Goal of the exercise. Count the lines below that contain the string "snow", treating uppercase and lowercase as different, and reply with only the number.

(Rows of box annotation data)

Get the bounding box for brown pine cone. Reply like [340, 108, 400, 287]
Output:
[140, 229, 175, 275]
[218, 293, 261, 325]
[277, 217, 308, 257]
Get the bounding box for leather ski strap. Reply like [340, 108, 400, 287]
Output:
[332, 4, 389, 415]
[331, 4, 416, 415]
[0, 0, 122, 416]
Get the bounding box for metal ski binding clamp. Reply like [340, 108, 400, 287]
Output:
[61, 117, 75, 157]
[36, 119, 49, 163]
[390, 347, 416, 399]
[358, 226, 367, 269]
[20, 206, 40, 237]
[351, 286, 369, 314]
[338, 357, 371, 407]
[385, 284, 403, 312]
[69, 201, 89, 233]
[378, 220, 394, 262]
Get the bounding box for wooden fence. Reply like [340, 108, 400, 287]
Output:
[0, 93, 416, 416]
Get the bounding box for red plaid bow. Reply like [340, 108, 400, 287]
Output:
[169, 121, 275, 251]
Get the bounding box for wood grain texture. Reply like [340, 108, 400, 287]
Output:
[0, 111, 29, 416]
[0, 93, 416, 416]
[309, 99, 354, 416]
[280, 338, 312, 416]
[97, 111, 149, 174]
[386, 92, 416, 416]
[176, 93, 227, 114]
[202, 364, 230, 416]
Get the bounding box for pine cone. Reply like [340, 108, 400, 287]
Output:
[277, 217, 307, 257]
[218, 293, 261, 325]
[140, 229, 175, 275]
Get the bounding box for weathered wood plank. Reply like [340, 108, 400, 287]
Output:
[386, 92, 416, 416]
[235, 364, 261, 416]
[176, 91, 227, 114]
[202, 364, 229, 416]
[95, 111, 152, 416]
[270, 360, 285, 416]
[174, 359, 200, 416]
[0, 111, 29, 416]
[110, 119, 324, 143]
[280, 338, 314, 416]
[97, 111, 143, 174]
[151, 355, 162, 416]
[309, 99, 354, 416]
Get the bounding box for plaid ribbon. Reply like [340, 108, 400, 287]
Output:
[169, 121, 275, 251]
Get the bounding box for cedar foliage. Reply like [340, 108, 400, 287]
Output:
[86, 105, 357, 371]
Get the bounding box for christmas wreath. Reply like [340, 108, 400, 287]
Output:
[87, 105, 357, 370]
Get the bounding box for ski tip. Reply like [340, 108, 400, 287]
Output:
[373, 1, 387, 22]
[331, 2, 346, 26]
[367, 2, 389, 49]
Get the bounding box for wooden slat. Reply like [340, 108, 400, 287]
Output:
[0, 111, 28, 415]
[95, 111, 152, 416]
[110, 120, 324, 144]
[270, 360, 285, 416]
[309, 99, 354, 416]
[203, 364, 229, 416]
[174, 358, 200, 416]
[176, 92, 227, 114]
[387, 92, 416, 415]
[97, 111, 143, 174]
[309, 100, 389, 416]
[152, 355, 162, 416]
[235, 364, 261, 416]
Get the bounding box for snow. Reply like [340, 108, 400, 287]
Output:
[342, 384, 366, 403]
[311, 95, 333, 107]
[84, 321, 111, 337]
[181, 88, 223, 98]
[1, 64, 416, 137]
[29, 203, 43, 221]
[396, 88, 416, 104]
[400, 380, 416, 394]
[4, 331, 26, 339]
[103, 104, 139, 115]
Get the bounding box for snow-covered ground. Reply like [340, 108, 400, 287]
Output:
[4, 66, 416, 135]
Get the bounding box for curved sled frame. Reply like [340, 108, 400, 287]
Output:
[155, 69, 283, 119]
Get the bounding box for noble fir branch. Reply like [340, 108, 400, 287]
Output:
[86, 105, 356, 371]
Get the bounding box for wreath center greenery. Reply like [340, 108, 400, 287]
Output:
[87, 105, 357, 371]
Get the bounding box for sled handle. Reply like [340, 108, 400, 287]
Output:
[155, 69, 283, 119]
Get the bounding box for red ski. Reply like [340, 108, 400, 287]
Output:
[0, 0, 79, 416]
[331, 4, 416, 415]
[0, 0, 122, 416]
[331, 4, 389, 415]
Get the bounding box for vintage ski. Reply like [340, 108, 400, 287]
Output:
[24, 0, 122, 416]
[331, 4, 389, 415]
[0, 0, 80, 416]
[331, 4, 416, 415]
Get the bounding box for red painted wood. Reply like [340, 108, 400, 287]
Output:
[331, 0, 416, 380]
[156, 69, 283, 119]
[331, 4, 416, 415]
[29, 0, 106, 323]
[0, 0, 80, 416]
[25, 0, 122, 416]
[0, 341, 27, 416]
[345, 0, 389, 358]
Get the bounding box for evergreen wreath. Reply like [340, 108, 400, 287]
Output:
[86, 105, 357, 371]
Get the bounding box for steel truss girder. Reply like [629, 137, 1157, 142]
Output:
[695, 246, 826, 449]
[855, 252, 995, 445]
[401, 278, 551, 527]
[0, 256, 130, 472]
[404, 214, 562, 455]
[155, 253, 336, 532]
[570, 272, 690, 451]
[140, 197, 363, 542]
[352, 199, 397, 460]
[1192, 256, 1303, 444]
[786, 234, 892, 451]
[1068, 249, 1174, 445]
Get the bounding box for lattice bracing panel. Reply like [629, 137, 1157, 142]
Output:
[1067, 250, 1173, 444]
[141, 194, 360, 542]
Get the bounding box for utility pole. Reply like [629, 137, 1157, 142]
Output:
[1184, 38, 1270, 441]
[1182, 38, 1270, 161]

Response for this exercise. 2